═══ Dataset excerpts

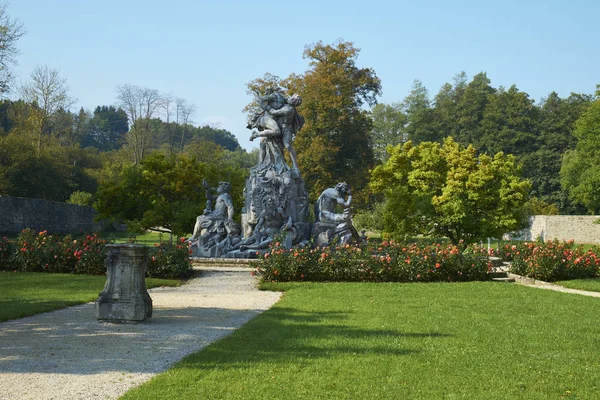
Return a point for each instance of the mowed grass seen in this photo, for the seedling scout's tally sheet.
(148, 237)
(591, 284)
(27, 293)
(478, 340)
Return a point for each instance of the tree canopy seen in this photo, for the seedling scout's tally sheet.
(446, 189)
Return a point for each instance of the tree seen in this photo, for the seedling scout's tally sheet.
(49, 93)
(183, 113)
(419, 115)
(509, 124)
(335, 142)
(580, 172)
(388, 128)
(557, 122)
(162, 192)
(106, 128)
(140, 104)
(446, 107)
(446, 189)
(471, 108)
(11, 31)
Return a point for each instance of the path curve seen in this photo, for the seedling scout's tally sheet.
(68, 354)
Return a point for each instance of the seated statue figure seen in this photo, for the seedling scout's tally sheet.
(271, 222)
(207, 223)
(330, 226)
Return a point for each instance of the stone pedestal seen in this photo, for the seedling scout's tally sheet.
(125, 298)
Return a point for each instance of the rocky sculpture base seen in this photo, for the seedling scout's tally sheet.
(125, 298)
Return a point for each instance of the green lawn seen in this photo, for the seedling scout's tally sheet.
(479, 340)
(148, 237)
(28, 293)
(592, 284)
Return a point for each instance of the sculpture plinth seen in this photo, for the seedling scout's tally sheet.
(125, 298)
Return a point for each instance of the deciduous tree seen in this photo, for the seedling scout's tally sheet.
(448, 190)
(580, 172)
(11, 30)
(49, 93)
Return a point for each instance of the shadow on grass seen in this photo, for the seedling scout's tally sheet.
(71, 341)
(8, 307)
(284, 335)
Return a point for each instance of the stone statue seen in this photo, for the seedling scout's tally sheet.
(330, 226)
(207, 223)
(275, 199)
(287, 121)
(272, 221)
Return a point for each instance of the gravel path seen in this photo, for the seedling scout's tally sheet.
(68, 354)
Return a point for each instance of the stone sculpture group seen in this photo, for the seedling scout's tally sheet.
(275, 199)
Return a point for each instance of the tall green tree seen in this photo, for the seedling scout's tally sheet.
(419, 115)
(509, 124)
(336, 137)
(471, 108)
(556, 126)
(580, 172)
(163, 192)
(446, 106)
(106, 128)
(448, 190)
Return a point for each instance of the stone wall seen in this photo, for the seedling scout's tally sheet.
(18, 213)
(580, 228)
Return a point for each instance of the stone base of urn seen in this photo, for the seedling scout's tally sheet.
(125, 298)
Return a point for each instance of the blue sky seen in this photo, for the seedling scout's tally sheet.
(206, 51)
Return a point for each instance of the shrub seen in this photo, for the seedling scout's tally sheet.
(81, 198)
(170, 261)
(41, 252)
(551, 260)
(385, 262)
(6, 253)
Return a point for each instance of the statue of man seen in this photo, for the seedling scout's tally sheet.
(327, 202)
(288, 121)
(223, 209)
(271, 222)
(331, 226)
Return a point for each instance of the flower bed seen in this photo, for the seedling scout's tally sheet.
(385, 262)
(41, 252)
(551, 260)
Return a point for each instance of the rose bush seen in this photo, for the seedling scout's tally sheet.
(41, 252)
(551, 260)
(389, 261)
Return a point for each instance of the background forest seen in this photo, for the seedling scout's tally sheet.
(142, 159)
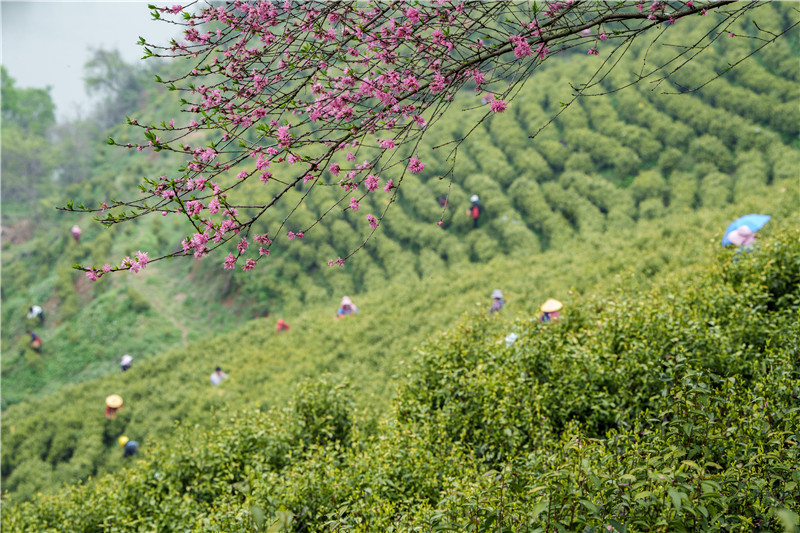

══════

The preceding entries are to be returned verbatim, with every picture excluded.

• Exercise result:
Return a point for each instance of the mowed grass seen in this photo, for the seedling scout's tally sheet.
(148, 237)
(591, 284)
(27, 293)
(478, 340)
Return a point for each instance of the tree canopy seen in this photo, for the seedling scout's tally sheet.
(446, 189)
Return a point for each instance of the tree seen in this photo, for the seedling scout's tally sheet.
(49, 93)
(183, 113)
(419, 115)
(509, 124)
(335, 142)
(580, 172)
(388, 128)
(557, 122)
(162, 192)
(106, 128)
(140, 104)
(446, 107)
(446, 189)
(471, 108)
(11, 31)
Return a point for each instance of the path curve seen in this photo, for the seedling scout's tally sheet.
(68, 354)
Return a point for each instance of the seated statue figure seen in this photo, for the seedling scout's tally sheet.
(271, 222)
(207, 223)
(330, 226)
Return a point for each instance of the stone pedestal seen in this photo, for the seedling scout's tally sheet.
(125, 298)
Return a point for each instance of the rocky sculpture base seen in this photo, for the seedling scout's tally sheet.
(125, 298)
Return a point for each instance of the green lawn seen in this photo, for the seedling scout's tally sheet.
(479, 340)
(148, 237)
(28, 293)
(592, 284)
Return a point for each instance of the sculpture plinth seen in this photo, for the seedling scout's tally sheet.
(125, 298)
Return a point for each instance of the deciduous tree seen in this photo, for the seedling scout's tally sheet.
(448, 190)
(580, 172)
(11, 30)
(49, 93)
Return a point for each instance of the shadow on grass seen in this photo, for the seedling scout's tally sheet.
(71, 341)
(8, 307)
(284, 335)
Return a point for each instance of the stone statue seen in this photo, for the seedling scout's tally sheet.
(330, 226)
(207, 223)
(275, 199)
(287, 121)
(272, 221)
Return a point for each instance of the gravel path seen in this photo, for the seedling scout's tally sheet.
(68, 354)
Return a point for each instance of the stone sculpture group seen in this photo, for the seedling scout's tally sheet.
(275, 199)
Return a point for each instance of the tall green tree seen in this photo, for the seedling scout's tally sheet.
(419, 115)
(509, 124)
(336, 137)
(471, 108)
(556, 126)
(580, 172)
(163, 192)
(446, 106)
(106, 128)
(448, 190)
Return a point for each instance of the stone wall seen in this photo, for the seedling scout's tally sheet.
(18, 213)
(580, 228)
Return a point for each instance of the stone base of urn seen in this photo, for the seedling scout's tally sheet.
(125, 298)
Return a point for each instance of the blue sky seen in this photo, for the seedling scout's tally sheet.
(206, 51)
Return a point for each instance of the shrub seen in this photo, for the seedling scout's tally sheet.
(81, 198)
(170, 261)
(41, 252)
(551, 260)
(385, 262)
(6, 253)
Return a point for each instance of the statue of man seen in this photo, for the seedling scout's tally sheet.
(327, 202)
(288, 121)
(223, 209)
(271, 222)
(331, 226)
Return a point for each instance of the flower bed seen in this photo, for the seedling scout's tally sheet.
(385, 262)
(41, 252)
(551, 260)
Return a point for each instance of the rose bush seen in this photo, for the seedling scout's tally sheet.
(41, 252)
(551, 260)
(389, 261)
Return a point for each instance of the background forest seen in this photo, for the seedling scout's tally sheet.
(142, 159)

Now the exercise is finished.